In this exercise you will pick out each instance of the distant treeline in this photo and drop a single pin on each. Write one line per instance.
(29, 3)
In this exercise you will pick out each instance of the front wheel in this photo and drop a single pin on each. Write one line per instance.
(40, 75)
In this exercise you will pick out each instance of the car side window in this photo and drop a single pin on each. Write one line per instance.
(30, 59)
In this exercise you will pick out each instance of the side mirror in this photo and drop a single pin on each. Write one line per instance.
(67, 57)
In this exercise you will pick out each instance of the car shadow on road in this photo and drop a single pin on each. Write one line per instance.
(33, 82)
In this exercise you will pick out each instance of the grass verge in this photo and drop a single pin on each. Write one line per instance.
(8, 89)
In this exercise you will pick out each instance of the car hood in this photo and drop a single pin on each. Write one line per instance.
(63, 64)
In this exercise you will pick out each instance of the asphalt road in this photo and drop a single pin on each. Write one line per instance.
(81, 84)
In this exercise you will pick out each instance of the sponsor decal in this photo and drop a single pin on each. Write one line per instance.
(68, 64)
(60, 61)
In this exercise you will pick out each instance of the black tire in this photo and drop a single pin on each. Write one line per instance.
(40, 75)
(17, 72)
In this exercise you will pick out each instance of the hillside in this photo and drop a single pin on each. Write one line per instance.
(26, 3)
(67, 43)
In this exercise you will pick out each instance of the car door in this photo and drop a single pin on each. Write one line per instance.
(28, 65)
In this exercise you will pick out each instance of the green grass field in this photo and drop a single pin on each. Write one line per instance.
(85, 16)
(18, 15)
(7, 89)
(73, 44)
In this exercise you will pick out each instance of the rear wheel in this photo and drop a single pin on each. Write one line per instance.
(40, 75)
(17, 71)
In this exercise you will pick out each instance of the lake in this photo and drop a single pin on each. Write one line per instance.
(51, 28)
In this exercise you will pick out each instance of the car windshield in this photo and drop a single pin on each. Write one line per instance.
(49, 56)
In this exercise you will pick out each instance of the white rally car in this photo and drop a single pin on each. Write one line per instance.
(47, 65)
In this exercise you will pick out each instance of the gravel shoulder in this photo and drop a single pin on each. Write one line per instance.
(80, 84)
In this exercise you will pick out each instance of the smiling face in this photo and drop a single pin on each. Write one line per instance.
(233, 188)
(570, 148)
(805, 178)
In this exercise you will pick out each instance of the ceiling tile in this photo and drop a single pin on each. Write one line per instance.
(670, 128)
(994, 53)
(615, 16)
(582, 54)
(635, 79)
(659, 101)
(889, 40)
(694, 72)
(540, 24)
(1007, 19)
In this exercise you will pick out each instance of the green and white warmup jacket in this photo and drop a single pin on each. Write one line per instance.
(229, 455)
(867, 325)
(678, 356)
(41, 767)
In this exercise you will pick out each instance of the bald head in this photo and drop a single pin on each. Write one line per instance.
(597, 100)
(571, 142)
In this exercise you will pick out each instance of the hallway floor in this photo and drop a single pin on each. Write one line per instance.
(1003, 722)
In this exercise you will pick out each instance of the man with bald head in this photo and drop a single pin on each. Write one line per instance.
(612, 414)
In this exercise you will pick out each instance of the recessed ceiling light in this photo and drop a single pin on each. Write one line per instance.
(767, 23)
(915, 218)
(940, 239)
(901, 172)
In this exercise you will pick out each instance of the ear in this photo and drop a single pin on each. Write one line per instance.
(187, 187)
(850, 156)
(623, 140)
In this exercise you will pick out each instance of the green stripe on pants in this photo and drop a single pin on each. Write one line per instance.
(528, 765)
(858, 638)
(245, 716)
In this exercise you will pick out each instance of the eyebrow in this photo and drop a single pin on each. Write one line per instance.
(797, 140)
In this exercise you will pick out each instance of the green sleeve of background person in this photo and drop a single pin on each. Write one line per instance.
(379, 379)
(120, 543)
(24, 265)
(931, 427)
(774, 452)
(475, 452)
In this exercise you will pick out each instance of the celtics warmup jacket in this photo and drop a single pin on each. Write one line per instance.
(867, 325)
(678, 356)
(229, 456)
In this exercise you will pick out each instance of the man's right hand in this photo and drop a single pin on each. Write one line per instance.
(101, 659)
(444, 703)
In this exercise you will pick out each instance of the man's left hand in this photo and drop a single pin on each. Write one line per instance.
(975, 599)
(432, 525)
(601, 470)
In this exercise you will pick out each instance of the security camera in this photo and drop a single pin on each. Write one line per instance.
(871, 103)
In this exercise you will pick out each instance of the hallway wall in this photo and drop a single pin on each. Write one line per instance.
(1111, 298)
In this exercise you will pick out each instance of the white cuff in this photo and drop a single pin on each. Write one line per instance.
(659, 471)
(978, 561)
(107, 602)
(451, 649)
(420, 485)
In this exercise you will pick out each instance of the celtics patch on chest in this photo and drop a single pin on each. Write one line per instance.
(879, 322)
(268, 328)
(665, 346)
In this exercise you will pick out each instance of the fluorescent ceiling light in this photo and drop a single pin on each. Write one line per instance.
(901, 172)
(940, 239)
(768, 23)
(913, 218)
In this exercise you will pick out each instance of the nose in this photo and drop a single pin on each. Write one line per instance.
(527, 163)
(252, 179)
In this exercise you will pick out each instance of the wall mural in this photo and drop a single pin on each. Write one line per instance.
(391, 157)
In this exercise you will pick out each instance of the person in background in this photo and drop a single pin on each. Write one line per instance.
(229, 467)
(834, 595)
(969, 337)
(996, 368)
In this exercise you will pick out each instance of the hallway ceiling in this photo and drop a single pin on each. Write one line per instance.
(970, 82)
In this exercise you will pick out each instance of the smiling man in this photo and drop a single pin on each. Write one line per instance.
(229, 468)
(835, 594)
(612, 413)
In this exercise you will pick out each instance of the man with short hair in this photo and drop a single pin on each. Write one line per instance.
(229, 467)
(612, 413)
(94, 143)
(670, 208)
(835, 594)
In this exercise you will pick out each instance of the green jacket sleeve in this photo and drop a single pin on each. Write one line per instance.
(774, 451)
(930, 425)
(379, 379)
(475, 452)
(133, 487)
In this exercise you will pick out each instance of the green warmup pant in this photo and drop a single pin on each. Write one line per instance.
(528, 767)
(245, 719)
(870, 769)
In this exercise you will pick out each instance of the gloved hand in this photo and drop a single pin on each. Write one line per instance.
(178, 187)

+---+

■ SHORT EXERCISE
Reproduce the entries above in full by retyping them exactly.

■ RESPONSE
In this exercise you will pick out each instance of the distant treeline in this photo and drop a single pin on each. Write one line per instance.
(29, 3)
In this exercise you will pick out each instance of the front wheel in this photo and drop a single pin on each. Write one line per instance.
(40, 75)
In this exercise you will pick out each instance of the car side window in this photo and drop a single pin on each. Write one line per instance.
(30, 59)
In this exercise you will pick out each instance of the side mirror in this photo and drop a single pin on each. Write one line per instance.
(67, 57)
In this exercise you will pick out each instance of the car shadow on road in this photo and drop a single pin on each. Write one line per instance.
(33, 82)
In this exercise you will pick out each instance of the grass verge in this photo and drop a single pin on each. Write one line per instance.
(8, 89)
In this exercise you will pick out each instance of the car hood in this photo and drop a single pin on each. Write one line per instance.
(63, 64)
In this exercise you will pick out each instance of the asphalt road in this photo and drop a single pin on each. Write one line per instance.
(81, 84)
In this exercise you will pick out each instance of the sponsor decal in this photo and drop a single pin on each. Write one line per instance.
(68, 64)
(60, 61)
In this exercise you will pick out each instance of the black tire in this photo and drop a single pin on each. Write one line per instance.
(40, 75)
(17, 72)
In this exercise you will pick out each instance of the hillside in this photo and drop a single pin on each. Write one line per instance.
(26, 3)
(67, 43)
In this exercise you will pick out each instance of the car door in this photo and drop a single pin on each. Write one line per instance.
(28, 65)
In this exercise you will pick out each instance of the green grass field in this photo and drop a single pin on each. Write one line per instance.
(85, 16)
(18, 15)
(7, 89)
(73, 44)
In this exercise you will pick out each instance of the rear wheel in this photo and drop a single pin on each. Write one line per instance.
(40, 75)
(17, 71)
In this exercise you will pick out each instance of the lake in this photo and drop a single pin on each. Write one line per instance.
(51, 28)
In this exercise you will pick out each instance of the car windshield in this photo and drop a single pin on each. Write one line per instance.
(49, 56)
In this exercise you will pick out each instance of the white rally car in this photo and drop a single pin on each. Write one line per instance.
(47, 65)
In this exercise you will pick out each instance of the gravel shoulder in this photo and drop a single pin on each. Write one line per instance.
(80, 84)
In this exercise you will pick out each instance of the smiling face in this photo and drop a single pin on each. Write one line per instance.
(233, 188)
(570, 148)
(805, 178)
In this exercise you will pick out each instance of the ceiling tile in this photo and drop a single pin on each. Write one line per instance.
(670, 128)
(994, 53)
(615, 16)
(582, 54)
(635, 79)
(659, 101)
(889, 40)
(694, 72)
(540, 24)
(1007, 19)
In this exercise you will pick out each instance of the green and white warmup jacket in this photo and drop a single pin on each. Write one line per instance.
(229, 455)
(867, 325)
(678, 356)
(41, 767)
In this exercise you will pick out each instance of the bald head in this photo and drop a single pin on each. Write one line per instance.
(597, 100)
(571, 142)
In this exercise you will pick out each instance of the hallway floor in this photo and drop a single pin on each. Write one line per instance.
(1003, 722)
In this exercise you will pick out each instance of the man with bald head in this photo and drop a single pin on each. Write one line per instance.
(612, 414)
In this exercise you will pick out each instance of the recessed ceiling light in this photo and drop a single pin on each. Write one line per instance.
(767, 23)
(915, 218)
(940, 239)
(901, 172)
In this exercise you will pick out each instance of the ear in this photo and drop a single pin on each. Write one line per instance.
(187, 187)
(850, 156)
(623, 140)
In this exercise you will pick out each instance of the green stripe on pants in this photo and drop a single pin on each. Write one line per instance.
(528, 765)
(858, 638)
(245, 716)
In this exercise you will pick out each instance of the eyebrow in this photo and drop a single pin on each. Write one line per instance.
(797, 140)
In this exercise you will pick out each instance of the green sleeve of background person in this photo and drop a single pin on each. Write one line per instance.
(379, 379)
(120, 543)
(24, 265)
(931, 427)
(774, 452)
(475, 452)
In this exercise you will pick out each instance of the celtics warmup jacket in this photo and drop a single pin on each. Write one line per instance.
(867, 325)
(678, 356)
(229, 456)
In this exercise you will pick out each instance of the man's right hand in this photo and drop a single pin on each. Write one line per instance.
(101, 659)
(444, 703)
In this exercise you will pick out each instance of the man's left hand in this photo and drop a single pin on each. Write one line per instance.
(975, 599)
(432, 525)
(601, 470)
In this exercise you will pick out each instance of the security camera in this photo and drop a single pin on each. Write one line per instance.
(871, 103)
In this exercise you will pick out each instance of the hallway wall in this photo and drop a single pin on each. Write one line per instance.
(1111, 298)
In this exercise you will pick out each instance of the white cuff in this photo and drop a single pin on each. Write one line per instance.
(659, 471)
(978, 561)
(107, 602)
(451, 649)
(420, 485)
In this exercise you will pick out each instance of the celtics patch on chest in this photo and drop a single pin on each. Write one line per instance.
(879, 322)
(268, 328)
(665, 346)
In this exercise you will pick out each instance of the fluorescent ceiling light in this photo and drop a single pin on each. Write one line per instance.
(901, 172)
(940, 239)
(768, 23)
(913, 218)
In this exercise you will pick out each instance of the nose in this photo and drop a single pin on each. Write one line per instance.
(527, 163)
(252, 179)
In this exercise you will pick out each instance of the wall mural in this photo and drop a single pin on each. Write one line per instance.
(391, 157)
In this exercise you will pick out each instance of the person in background in this photo and drop a single pin on each. Write one line per instance.
(229, 467)
(834, 595)
(969, 337)
(996, 368)
In this exercise you will pick out each instance of the hallway ceiling in this photo and drop a single pin on each. Write one line per instance.
(970, 82)
In this exercise you will pick out each instance of the smiling man in this photo and drop a single pin on each. Write one line per instance.
(229, 468)
(835, 594)
(612, 413)
In this exercise you will pick out each instance of the man with short hair in this photo and drop a single pin on each. Write one line per instance.
(229, 467)
(612, 413)
(94, 143)
(670, 208)
(835, 594)
In this exercise you will pick out each instance of the green jacket sleeve in this photo and drop a single pin on each. Write one line per instance.
(774, 451)
(930, 425)
(379, 379)
(475, 452)
(133, 487)
In this exercise you will pick out each instance of the green warmup pant in this photo and drop a single pin on each. Write one line per instance.
(528, 767)
(245, 719)
(870, 769)
In this exercise you will pick out each instance of the gloved hand in this photo and drop a single pin on each. Write one line per instance.
(178, 187)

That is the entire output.